— start Available records —

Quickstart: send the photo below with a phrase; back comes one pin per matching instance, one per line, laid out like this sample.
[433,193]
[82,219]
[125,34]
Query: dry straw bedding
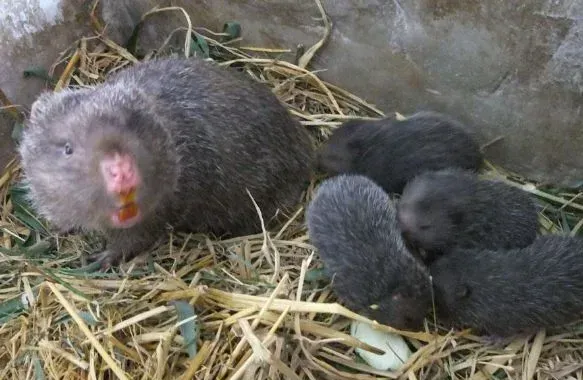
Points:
[253,307]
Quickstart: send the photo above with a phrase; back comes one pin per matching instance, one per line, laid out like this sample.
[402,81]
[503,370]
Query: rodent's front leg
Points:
[124,245]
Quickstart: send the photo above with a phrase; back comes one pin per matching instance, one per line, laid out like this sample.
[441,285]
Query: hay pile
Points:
[253,307]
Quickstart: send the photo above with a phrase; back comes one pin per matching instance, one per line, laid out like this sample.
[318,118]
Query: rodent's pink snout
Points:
[120,173]
[405,220]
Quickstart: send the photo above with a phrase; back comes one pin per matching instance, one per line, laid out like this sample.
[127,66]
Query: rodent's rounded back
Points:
[351,221]
[392,152]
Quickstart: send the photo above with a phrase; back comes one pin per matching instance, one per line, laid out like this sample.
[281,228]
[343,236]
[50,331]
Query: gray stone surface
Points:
[508,69]
[33,33]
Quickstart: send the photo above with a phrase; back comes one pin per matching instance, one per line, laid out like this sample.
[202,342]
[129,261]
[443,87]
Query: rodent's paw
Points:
[496,340]
[106,259]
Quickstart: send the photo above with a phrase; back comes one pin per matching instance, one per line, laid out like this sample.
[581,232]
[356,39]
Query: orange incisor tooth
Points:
[129,208]
[127,212]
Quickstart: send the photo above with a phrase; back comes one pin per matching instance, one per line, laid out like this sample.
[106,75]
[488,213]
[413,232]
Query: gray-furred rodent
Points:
[169,141]
[504,293]
[440,210]
[391,152]
[352,223]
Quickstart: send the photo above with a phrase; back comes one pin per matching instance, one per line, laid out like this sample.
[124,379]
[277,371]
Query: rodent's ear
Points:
[41,104]
[50,101]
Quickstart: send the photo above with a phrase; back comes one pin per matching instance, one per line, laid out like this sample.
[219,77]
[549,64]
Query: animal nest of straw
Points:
[248,307]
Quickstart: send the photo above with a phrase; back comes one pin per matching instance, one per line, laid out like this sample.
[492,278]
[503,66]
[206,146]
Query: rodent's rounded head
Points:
[431,209]
[405,305]
[338,153]
[68,138]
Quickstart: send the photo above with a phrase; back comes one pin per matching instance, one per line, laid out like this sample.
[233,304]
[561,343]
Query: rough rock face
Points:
[33,33]
[508,71]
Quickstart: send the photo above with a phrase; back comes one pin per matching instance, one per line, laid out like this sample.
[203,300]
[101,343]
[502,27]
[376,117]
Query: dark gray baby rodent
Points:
[391,152]
[352,223]
[439,210]
[188,136]
[510,292]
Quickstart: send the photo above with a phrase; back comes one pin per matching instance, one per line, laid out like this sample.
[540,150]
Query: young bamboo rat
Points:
[504,293]
[439,210]
[391,152]
[352,222]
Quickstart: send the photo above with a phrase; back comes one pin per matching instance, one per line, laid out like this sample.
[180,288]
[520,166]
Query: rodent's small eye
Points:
[68,149]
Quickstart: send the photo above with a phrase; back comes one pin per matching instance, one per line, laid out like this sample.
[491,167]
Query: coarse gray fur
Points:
[201,134]
[505,293]
[351,221]
[391,152]
[440,210]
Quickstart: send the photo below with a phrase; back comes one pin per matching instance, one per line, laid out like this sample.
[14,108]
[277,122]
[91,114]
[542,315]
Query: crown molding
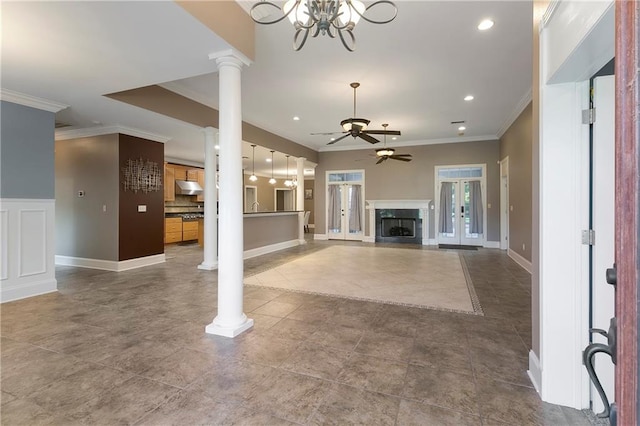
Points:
[231,53]
[88,132]
[524,101]
[415,143]
[31,101]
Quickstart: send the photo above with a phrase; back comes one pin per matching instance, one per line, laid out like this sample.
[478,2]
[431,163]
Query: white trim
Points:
[504,203]
[548,14]
[483,138]
[483,183]
[515,113]
[520,260]
[230,53]
[110,265]
[28,248]
[30,289]
[535,371]
[259,251]
[31,101]
[87,132]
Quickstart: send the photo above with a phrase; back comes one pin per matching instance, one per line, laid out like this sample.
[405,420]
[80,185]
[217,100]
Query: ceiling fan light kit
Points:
[322,17]
[357,127]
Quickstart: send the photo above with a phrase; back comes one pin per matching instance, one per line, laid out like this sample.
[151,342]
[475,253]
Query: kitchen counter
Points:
[265,232]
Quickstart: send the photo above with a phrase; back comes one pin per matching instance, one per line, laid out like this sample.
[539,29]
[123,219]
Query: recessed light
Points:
[485,25]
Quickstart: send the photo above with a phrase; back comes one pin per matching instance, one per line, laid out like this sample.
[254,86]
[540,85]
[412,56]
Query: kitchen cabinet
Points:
[200,197]
[172,230]
[169,183]
[192,174]
[190,230]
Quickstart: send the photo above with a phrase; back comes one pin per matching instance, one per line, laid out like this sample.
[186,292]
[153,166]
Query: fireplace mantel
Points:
[422,205]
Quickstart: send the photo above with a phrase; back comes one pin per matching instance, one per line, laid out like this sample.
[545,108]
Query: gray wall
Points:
[396,180]
[26,152]
[83,229]
[516,144]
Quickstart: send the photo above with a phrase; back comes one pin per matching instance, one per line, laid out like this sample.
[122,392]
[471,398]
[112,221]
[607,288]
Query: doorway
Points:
[504,204]
[284,198]
[461,204]
[251,198]
[345,205]
[602,202]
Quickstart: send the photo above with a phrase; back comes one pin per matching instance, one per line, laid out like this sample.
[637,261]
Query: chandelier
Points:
[326,17]
[290,183]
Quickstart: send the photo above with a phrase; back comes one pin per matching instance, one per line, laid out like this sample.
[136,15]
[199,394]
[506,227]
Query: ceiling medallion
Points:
[326,17]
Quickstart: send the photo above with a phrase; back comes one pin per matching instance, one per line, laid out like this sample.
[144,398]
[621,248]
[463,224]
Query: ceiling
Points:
[414,72]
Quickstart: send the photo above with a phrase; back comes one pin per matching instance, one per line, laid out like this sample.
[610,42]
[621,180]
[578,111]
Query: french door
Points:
[461,207]
[345,206]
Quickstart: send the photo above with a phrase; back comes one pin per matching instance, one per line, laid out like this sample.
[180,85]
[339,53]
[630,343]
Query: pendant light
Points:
[272,181]
[288,181]
[253,176]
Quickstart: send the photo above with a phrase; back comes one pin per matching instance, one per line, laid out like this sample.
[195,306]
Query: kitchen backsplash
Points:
[183,204]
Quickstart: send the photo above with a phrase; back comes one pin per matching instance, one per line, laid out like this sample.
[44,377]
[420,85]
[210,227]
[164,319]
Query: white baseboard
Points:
[30,289]
[535,372]
[248,254]
[110,265]
[520,260]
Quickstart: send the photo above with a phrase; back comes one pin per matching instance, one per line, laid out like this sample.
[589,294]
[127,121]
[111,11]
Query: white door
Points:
[603,223]
[250,199]
[345,211]
[461,212]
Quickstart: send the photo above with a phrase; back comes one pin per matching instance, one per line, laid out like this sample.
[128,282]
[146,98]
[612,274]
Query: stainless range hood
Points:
[188,187]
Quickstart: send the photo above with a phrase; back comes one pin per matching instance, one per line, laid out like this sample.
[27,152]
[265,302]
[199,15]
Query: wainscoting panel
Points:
[32,242]
[28,249]
[4,244]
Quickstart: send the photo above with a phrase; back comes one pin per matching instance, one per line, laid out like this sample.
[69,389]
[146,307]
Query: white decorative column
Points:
[300,198]
[231,320]
[210,261]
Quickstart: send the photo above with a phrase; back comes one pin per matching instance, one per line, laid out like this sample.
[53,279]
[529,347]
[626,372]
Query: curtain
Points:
[446,199]
[334,208]
[476,213]
[355,209]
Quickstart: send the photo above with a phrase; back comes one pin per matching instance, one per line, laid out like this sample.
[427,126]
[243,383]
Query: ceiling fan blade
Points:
[397,157]
[383,132]
[339,139]
[368,138]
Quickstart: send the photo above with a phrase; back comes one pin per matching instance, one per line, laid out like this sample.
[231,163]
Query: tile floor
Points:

— end Available records —

■ **Problem**: Every record must be copied exactly, with images dropped from the result.

■ **Output for this task**:
Quickstart: send the photo below with a phrase; back comes one pin per matching instance, one per line, laid out like this sample.
[433,193]
[82,219]
[125,34]
Query: dry straw bedding
Points:
[253,307]
Quickstart: send the photo above with a phrase; back comes one pin per matching instance, one per line, laid out like this sample.
[402,81]
[503,370]
Query: rodent's front leg
Points:
[124,245]
Quickstart: send the photo above with a phrase; back comes one pin per matching instance, one per line, laid out like this sample.
[441,285]
Query: hay pile
Points:
[253,307]
Quickstart: send the photo above with a phrase; back comes one pin per matching instance, one per line, laid out like this sample.
[318,118]
Query: rodent's pink snout
Points:
[120,173]
[405,220]
Quickstart: send the photo above with a phrase; back comes one pin per matching instance, one per line, laid out like this sample.
[127,66]
Query: rodent's rounded back
Points:
[351,221]
[392,152]
Quickstart: send the photo above with a phrase; back comes one pin per matching instance, one per line, laid out like this sample.
[281,228]
[343,236]
[50,331]
Query: gray stone surface
Points:
[508,69]
[33,33]
Quickstart: send the photo above with a phrase; back comes one pin per matching instance, one per line, laid out like this sample.
[202,342]
[129,261]
[443,87]
Query: rodent's paw
Points:
[496,340]
[106,259]
Quickstart: send the photo above with a phrase; back comes one pin per matching instance, one per line, laid out like this sample.
[581,232]
[356,39]
Query: orange incisor tooth
Points:
[129,208]
[127,212]
Quickstart: send the photo above with a phrase; back comes one pin per matching instance, one per line, laid out like this sample.
[106,75]
[488,213]
[413,232]
Query: gray-furred rodent
Points:
[169,141]
[504,293]
[440,210]
[391,152]
[352,223]
Quickstart: send the photo above with a phrase; back comes one pin per matching instance, one per line, laid out like this sample.
[124,379]
[277,371]
Query: rodent's ear
Points:
[41,104]
[50,101]
Quickstart: send the photo above with a phrase; back comes one pin per matching instance, one per line, laid out like this sample.
[219,77]
[549,64]
Query: animal nest of straw
Points:
[248,307]
Quickstart: send the photo above with a phrase; back comes one pin per matching instance, one per line, laid out like this sample.
[492,278]
[503,66]
[206,146]
Query: rodent's rounded head
Points:
[431,209]
[405,305]
[338,153]
[68,138]
Quickstart: send the photo above with a phrase; back comes one pin per matching instance, one per line, laid out like this sample.
[233,304]
[561,343]
Query: rough rock face
Points:
[33,33]
[508,71]
Quickstart: send the photo above with a phrase; back comes one pin per matching instance, one per line, laid out like this sample.
[203,300]
[101,343]
[502,27]
[376,117]
Query: dark gray baby rodent
Points:
[391,152]
[352,223]
[439,210]
[188,136]
[510,292]
Quickstart: send the photo above with a phrase; back comes one pin per matching instance, one per line, laid out like this sample.
[540,150]
Query: young bamboo rat
Points:
[504,293]
[439,210]
[391,152]
[352,222]
Quickstart: send the photo above with a phrase; back comes one pin per matching instance, one per line, laid out like this sample.
[180,288]
[520,166]
Query: rodent's small eye
Points:
[68,149]
Quickstart: send the photo above with a phrase; back comes one pin per matching instance, one per line, laid out like this sample.
[491,167]
Query: coarse gray fur
Points:
[201,134]
[505,293]
[351,221]
[391,152]
[440,210]
Quickstart: send the photo below with a phrase; back comes one pin per matching instance, one per line, laid out like this sample.
[14,108]
[277,122]
[91,114]
[542,315]
Query: crown molding
Points:
[231,53]
[88,132]
[524,101]
[415,143]
[31,101]
Quickstart: send the photo above with a phrase; back comes one pin per matching instance, one per line, laid out like this sample.
[478,2]
[431,163]
Query: white trim
Points:
[504,203]
[548,14]
[483,138]
[483,183]
[515,113]
[520,260]
[230,53]
[110,265]
[28,248]
[30,289]
[535,371]
[259,251]
[31,101]
[87,132]
Quickstart: send the photo above with a phrase; back comes one pin per matching instance, one per line, laid out like this sample.
[405,420]
[80,185]
[217,100]
Query: ceiling fan light kit
Points:
[322,17]
[357,127]
Quickstart: send the photo above with a phrase; back comes one pin per matching instance, one per line, laid out like this sample.
[151,342]
[475,253]
Query: kitchen counter
Points:
[265,232]
Quickstart: send the photo above with a phrase; back comes one pin per matching instance, one per line, laid out like this sample.
[539,29]
[123,219]
Query: recessed light
Points:
[485,25]
Quickstart: send the photo above with a phrase; back comes one pin per matching instance, one per line, laid out like this sample.
[254,86]
[540,85]
[412,56]
Query: kitchen cabinet
Points:
[200,197]
[172,230]
[169,183]
[192,174]
[190,230]
Quickstart: send the photo above with a phrase; back comes one pin per matching instance, one per line, laid out like this sample.
[186,292]
[153,166]
Query: fireplace mantel
Points:
[422,205]
Quickstart: send the photo above with a phrase; back comes one pin per matching instance, one per line, laid out like this sample.
[545,108]
Query: gray wall
Points:
[396,180]
[26,152]
[83,229]
[516,144]
Quickstart: send the photo above with a phrase; back comes one pin per matching instance, one per line, laid out like this sample.
[122,392]
[471,398]
[112,221]
[607,288]
Query: doorway
Points:
[504,204]
[284,198]
[461,204]
[251,198]
[345,205]
[602,202]
Quickstart: send the photo above with a phrase; back comes one pin per matching instance, one per line, laid out like this sample.
[637,261]
Query: chandelier
Points:
[326,17]
[290,183]
Quickstart: send the photo above with a phrase; back comes one pin per matching instance, one per line, laid out like this sample.
[136,15]
[199,394]
[506,227]
Query: ceiling medallion
Points:
[326,17]
Quickstart: send the photo above with a phrase; back comes one pin per matching instance, one per line, laid out like this sample.
[144,398]
[621,248]
[463,224]
Query: ceiling
Points:
[414,72]
Quickstart: send the photo above with a phrase; back comes one pin per matching instance, one per line, laid out like this sample.
[610,42]
[621,180]
[578,111]
Query: french door
Points:
[461,207]
[345,206]
Quickstart: send the photo above with a phrase; back comes one pin per matching instance, one per line, laid out like this sample.
[180,85]
[339,53]
[630,343]
Query: pendant light
Points:
[272,181]
[288,181]
[253,176]
Quickstart: send the photo above with a phrase; back comes one pin per matching instance, one per line, laid out like this sample.
[195,306]
Query: kitchen backsplash
Points:
[183,204]
Quickstart: send the photo above with a phrase; back comes one pin per matching instance, one per line, laid out like this sample.
[44,377]
[420,85]
[210,227]
[164,319]
Query: white baseboard
Points:
[30,289]
[535,372]
[248,254]
[110,265]
[520,260]
Quickstart: send the photo above with a phrase; back comes one pin per matching instance, one per line, laid out like this sample.
[589,294]
[127,121]
[111,11]
Query: white door
Points:
[603,223]
[250,199]
[345,211]
[461,212]
Quickstart: send the photo above with a phrase; back comes one pin per matching instance, one per line, laid out like this sample.
[128,282]
[146,98]
[612,274]
Query: stainless range hood
Points:
[188,187]
Quickstart: send the photo above with a phrase; back comes one pin per matching instance, one per line, laid out like this sample.
[27,152]
[265,302]
[199,15]
Query: wainscoting panel
Points:
[32,242]
[28,249]
[4,244]
Quickstart: send the photo above with a phrase; back comes one pin per matching instance, one per line, laid out like this sample.
[69,389]
[146,307]
Query: white decorative column
Points:
[300,198]
[231,320]
[210,261]
Quickstart: send the photo above with a phrase; back comes one pin per matching instance, one per line, laid out like this sample.
[53,279]
[529,347]
[626,372]
Query: curtain
Points:
[446,199]
[334,208]
[476,213]
[355,209]
Quickstart: send the photo above with a phrase; back comes one pin per matching instance, one per line, laid out like this sample.
[427,126]
[243,383]
Query: ceiling fan blade
Points:
[397,157]
[383,132]
[339,139]
[368,138]
Quickstart: send the photo above with a phrase; back comes one pin per matching instance, one per line, laid out like this sample.
[231,163]
Query: tile floor
Points:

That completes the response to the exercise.